* _PROBLEM DESCRIPTION_:
Pictures stay out; please output the remaining data exactly.

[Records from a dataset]
****************************************

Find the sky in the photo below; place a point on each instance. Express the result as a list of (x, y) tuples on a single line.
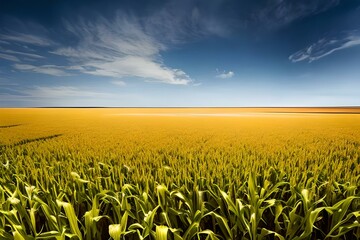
[(189, 53)]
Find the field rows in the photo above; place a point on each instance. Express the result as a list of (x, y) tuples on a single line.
[(128, 174)]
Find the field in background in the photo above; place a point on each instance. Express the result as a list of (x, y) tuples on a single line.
[(180, 173)]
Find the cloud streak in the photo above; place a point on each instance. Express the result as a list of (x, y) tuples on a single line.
[(26, 39), (52, 70), (279, 13), (225, 75), (327, 46), (117, 49)]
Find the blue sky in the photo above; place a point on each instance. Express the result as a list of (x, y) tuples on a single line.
[(179, 53)]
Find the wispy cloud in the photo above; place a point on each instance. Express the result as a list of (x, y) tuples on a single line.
[(43, 69), (119, 48), (181, 21), (30, 55), (327, 46), (278, 13), (119, 83), (9, 57), (26, 38), (224, 74)]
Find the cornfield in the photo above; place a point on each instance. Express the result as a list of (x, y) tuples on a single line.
[(157, 174)]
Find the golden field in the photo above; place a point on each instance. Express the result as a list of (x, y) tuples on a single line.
[(199, 173)]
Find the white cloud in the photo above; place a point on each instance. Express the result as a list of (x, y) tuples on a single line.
[(327, 46), (119, 48), (225, 75), (30, 55), (9, 57), (43, 69), (27, 39), (119, 83)]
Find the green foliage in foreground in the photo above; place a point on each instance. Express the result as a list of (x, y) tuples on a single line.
[(266, 206)]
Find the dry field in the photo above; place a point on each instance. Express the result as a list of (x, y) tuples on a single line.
[(199, 173)]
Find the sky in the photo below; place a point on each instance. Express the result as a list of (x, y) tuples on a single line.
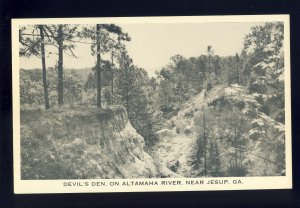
[(152, 44)]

****************************************

* _RESPONSE FOR THIS EXERCISE_:
Find the sky in the photo below; place a point on each instance. Express the result as a list of (x, y) tuples on a single line.
[(189, 53)]
Find the field rows in the photo above; place a point on each instance. Express the result as a list of (x, y) tuples on a single line.
[(128, 174)]
Find the field in background in the photo above; place a point on each instance. Express the result as a list of (x, y) tuples on a single line.
[(180, 173)]
Find the cloud streak in the photo above; place a point on each instance. Express the result as a list of (x, y) tuples on a single line.
[(26, 39), (52, 70), (279, 13), (225, 75), (327, 46), (117, 49)]
Find the blue sky in the photo above; place a point on each instance. Express the result as a list of (x, y) tuples on a single line.
[(179, 53)]
Find the wispy cloud in the photo above; place a point on each instance. Express the result as a list of (x, y) tuples on a single line.
[(43, 69), (119, 48), (181, 21), (30, 55), (327, 46), (278, 13), (119, 83), (9, 57), (26, 38), (224, 74)]
Find the cornfield in the photo above; place a point on each instance. Express the result as a list of (x, y) tuples on a single line.
[(157, 174)]
Find the golden field in the photo above; place a point on each instance. Express the result as a list of (x, y) tuples on a single line.
[(199, 173)]
Find the white cloud in the photo above; place a point on each instance. Express the result as a list of (x, y) tuples on a single line.
[(327, 46), (119, 48), (225, 75), (30, 55), (9, 57), (43, 69), (27, 39), (119, 83)]
Find the green foliage in foreground in the photo above; place a point on each instance. Express the result as a list of (x, y) tuples on a single line.
[(266, 206)]
Find the dry field in the photo above; place a point on each instance. Express the result as a list of (x, y) tuples on a single line.
[(199, 173)]
Find the sky in the photo below; place a point on each instance. Express the result as a list of (x, y) tuples on a single line.
[(152, 44)]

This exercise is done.